**Required task:**
From the extract about Reeves, list every publication other than a book that she wrote for, edited, or was responsible for.

**Extract:**
* * * * * * * * *
She also wrote book reviews for Queen and Vogue, as well as articles for the Saturday Review. For some time she was the editor of the Townswomen's Guild paper Townswoman.

Reeves collaborated with Wells on The Work, Wealth and Happiness of Mankind (1931). In this book, she researched and put together material on the devastation of the rubber trade on the native populations of Putumayo Department, Peru, and Belgian Congo (see the Casement Report for an account of the tremendous human rights abuses in the latter). She also contributed to a section on how wealth is accumulated by supplying case histories of new powers and forces "running wild and crazy in a last frenzy for private and personal gain". The chapter "The Role of Women in the World's Work" was included by Wells at Amber's suggestion, though after reading the chapter she asked him to include a disclaimer that she did not necessarily agree with what he said.

==Political career==
During the 1924 election campaign, Reeves was asked to speak on behalf of both the Liberal and Labour Party candidates. She choose to support Labour: "The Liberal audiences were nice narrow decent people. They sat upright in rows and clapped their cotton gloves... But when I got to the Labour meetings in the slums, among the costers and the railway men and the women in tenth hand velvet hats—when I saw their pinched grey-and-yellow faces in those steamy halls, I knew all of a sudden that they were my people." She soon became a member of the party and supported her husband as the Labour Party candidate for Holland-with-Boston in Lincolnshire. The seat had gone to the Liberals in a by-election earlier that year and White failed to win it back.

Reeves attempted to get her theories on currency, later brought together in her book The Nationalisation of Banking, adopted by the Labour Party, and she and Rivers became responsible for a party publication called Womens Leader. Reeves remained active in the Fabian Society, and by this time many Fabians agreed that there was a need to work through the parliamentary Labour Party. She stood twice as a candidate for Hendon, in 1931 and 1935.
* * * * * * * * *
**Extracted records:**

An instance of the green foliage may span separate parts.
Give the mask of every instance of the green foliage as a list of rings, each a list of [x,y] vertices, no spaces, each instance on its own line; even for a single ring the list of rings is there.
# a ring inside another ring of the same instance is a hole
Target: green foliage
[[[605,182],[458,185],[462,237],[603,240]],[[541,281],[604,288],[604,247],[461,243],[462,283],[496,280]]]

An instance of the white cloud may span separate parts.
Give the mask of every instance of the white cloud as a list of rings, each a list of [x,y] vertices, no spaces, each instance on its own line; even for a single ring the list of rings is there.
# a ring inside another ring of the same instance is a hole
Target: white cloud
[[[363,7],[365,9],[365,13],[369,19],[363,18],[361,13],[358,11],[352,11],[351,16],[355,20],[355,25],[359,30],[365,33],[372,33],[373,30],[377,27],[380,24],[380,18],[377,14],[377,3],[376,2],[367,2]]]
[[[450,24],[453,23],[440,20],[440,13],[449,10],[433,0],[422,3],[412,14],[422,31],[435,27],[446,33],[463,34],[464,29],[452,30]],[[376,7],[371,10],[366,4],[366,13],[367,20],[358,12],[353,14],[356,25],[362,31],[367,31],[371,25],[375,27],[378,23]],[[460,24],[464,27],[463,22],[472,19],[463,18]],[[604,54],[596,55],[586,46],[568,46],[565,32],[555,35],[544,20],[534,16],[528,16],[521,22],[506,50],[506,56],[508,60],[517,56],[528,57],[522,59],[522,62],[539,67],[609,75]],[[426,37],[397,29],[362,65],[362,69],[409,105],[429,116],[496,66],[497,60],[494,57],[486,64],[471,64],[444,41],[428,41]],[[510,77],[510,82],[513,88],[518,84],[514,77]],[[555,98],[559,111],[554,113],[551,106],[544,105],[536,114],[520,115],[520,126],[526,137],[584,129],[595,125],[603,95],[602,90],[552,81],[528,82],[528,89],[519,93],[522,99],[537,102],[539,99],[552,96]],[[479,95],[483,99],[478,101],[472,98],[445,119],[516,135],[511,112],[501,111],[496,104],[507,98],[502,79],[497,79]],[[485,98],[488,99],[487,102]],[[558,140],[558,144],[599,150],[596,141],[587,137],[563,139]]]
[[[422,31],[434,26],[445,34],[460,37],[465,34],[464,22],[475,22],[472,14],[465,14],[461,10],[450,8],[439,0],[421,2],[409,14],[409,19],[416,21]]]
* * * * * * * * *
**Exercise solution:**
Queen
Vogue
Saturday Review
Townswoman
Womens Leader